AIM:
Format all of the data below as a JSON array of strings, one string per line, leaving out any blank lines.
- - - - -
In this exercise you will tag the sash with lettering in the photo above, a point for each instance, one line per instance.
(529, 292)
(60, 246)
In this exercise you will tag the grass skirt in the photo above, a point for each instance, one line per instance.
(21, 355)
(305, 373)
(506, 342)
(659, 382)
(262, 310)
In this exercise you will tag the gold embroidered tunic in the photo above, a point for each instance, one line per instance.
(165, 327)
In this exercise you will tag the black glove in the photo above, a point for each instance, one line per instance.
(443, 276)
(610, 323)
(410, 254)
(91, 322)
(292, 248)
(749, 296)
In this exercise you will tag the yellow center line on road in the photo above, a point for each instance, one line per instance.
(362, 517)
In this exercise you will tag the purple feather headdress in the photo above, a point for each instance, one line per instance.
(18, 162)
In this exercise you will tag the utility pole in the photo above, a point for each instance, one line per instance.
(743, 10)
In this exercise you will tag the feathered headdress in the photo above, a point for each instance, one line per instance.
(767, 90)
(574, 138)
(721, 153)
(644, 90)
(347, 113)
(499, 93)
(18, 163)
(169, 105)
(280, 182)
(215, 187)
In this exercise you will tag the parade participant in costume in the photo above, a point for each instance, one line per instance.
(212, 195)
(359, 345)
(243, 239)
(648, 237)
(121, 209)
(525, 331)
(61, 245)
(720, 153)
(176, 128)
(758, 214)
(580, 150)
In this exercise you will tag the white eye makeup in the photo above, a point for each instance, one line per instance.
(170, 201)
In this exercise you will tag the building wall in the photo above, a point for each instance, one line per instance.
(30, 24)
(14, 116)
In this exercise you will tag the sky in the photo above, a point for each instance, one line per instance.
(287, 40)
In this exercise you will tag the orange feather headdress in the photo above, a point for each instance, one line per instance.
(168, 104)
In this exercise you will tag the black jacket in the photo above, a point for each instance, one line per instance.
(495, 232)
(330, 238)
- - - - -
RESULT:
[
  "In this exercise you will tag the sash with lettering in the photo above, a point for each instance, one line per instance.",
  "(529, 292)",
  "(60, 246)",
  "In this exercise you will tag the grass skirt in the photo above, a point for each instance, one line per instance.",
  "(21, 355)",
  "(305, 373)",
  "(506, 342)",
  "(659, 382)",
  "(262, 310)",
  "In this exercise you will tag the gold embroidered tunic in the photo above, a point for each instance, one line per instance.",
  "(165, 327)",
  "In this exercise you will tag the black glove in the photo above, a point for each instance, one line per instance.",
  "(443, 276)",
  "(610, 323)",
  "(410, 254)",
  "(91, 322)",
  "(292, 248)",
  "(749, 296)",
  "In this exercise you will tag the yellow center line on road in the photo above, a point for each instance, one line per instance.",
  "(362, 517)",
  "In this exercise you will tag the purple feather headdress in the photo above, a point for each instance, one line per instance.",
  "(18, 162)",
  "In this exercise you will tag the utility pole in the photo above, a point for each instance, one line per instance.",
  "(743, 10)",
  "In this exercise you will tag the feathered headdress in the photo above, a point for each instance, one line per instance.",
  "(767, 90)",
  "(574, 138)",
  "(721, 153)",
  "(644, 90)",
  "(347, 113)",
  "(499, 93)",
  "(18, 163)",
  "(169, 105)",
  "(280, 182)",
  "(215, 187)",
  "In this exercise you will tag the parade participant in costume in the photo above, a point for each instance, one line per instance.",
  "(212, 195)",
  "(359, 345)",
  "(243, 239)",
  "(648, 237)",
  "(121, 209)",
  "(525, 331)",
  "(61, 245)",
  "(720, 153)",
  "(176, 128)",
  "(758, 214)",
  "(580, 150)",
  "In this exercise you will tag the white eye makeup in the photo above, a point for each instance, one line per instance.",
  "(170, 201)",
  "In this exercise you will tag the building wall in the photo above, a point for each instance, one line per instance.",
  "(30, 24)",
  "(14, 116)",
  "In this exercise you will tag the sky in the photo above, a point for each instance, one line per instance.",
  "(287, 40)",
  "In this exercise you will tag the orange feather headdress in the photo above, a point for each instance, one line per instance.",
  "(168, 104)",
  "In this exercise you will tag the black jacket in the photo above, a point for each instance, one line per instance.",
  "(495, 232)",
  "(330, 238)"
]